━━━ Extrait de source
LES ACTES et mentions INSOLITES DES REGISTRES D’ETAT CIVIL
    
 

retour accueil

A une époque où savoir nager était peu fréquent , les décès par noyade se rencontraient régulièrement après une chute dans un point d'eau ou lors d'inondations excessives par exemple.
Mais autrefois,  l'eau pouvait aussi être un moyen de torture , d'exécution légale ou de suicide .
Lorsqu'elle est accidentelle, la noyade était toujours considérée comme une mort violente , la victime n'ayant pas eu le temps de recevoir les derniers sacrements .
L'étude passionnante de L.Moulinier : "la noyade et son appréhension au Moyen Age ( ) " apporte de nombreuses informations sur la mort par noyade.

Les mentions ci-après , tirées des registres paroissiaux ou d'état civil , illustrent ce sujet .
Une noyade à Prévenchères en 1749
Une noyée à Jumièges en 1779
Une noyade dans un puits à Auzon en 1742
Noyade d'une femme pauvre à Auzon en1751 lors d'inondations
La "mort funeste" d'un prêtre à Beaulon en 1741
Un noyé très chrétien à Songieu en 1643
Le procès verbal d'une noyade à Varades en 1801

Mais pour débuter , cet acte exceptionnel de la sépulture ... de la jambe d'une noyée  !
━━━━━━
=== Objectif ===
Poursuivez le texte sur les noyades dans les registres paroissiaux et d'état civil, en reprenant juste après sa dernière phrase.
━━━ Données enregistrées
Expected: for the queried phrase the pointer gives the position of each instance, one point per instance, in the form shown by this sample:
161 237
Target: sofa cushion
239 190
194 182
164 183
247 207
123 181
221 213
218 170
━━━━━━
=== Résultat final ===
 


Paroisse de Cheillé (Indre-et-Loire)  - 18 avril 1779

Voici une scène assez cocasse de l'inhumation d'une jambe dans un cimetière!

Geneviève Bodin "par accident sur la vingtunieme année de son age se noya aux moulins neufs ". Sa jambe droite fut retrouvée et identifiée "par la chausse dont elle est encore vetue" .
Sa mère "pria d'en faire l'inhumation dans le cimetière  "  , ce qui sera fait après l'établissement du procès verbal.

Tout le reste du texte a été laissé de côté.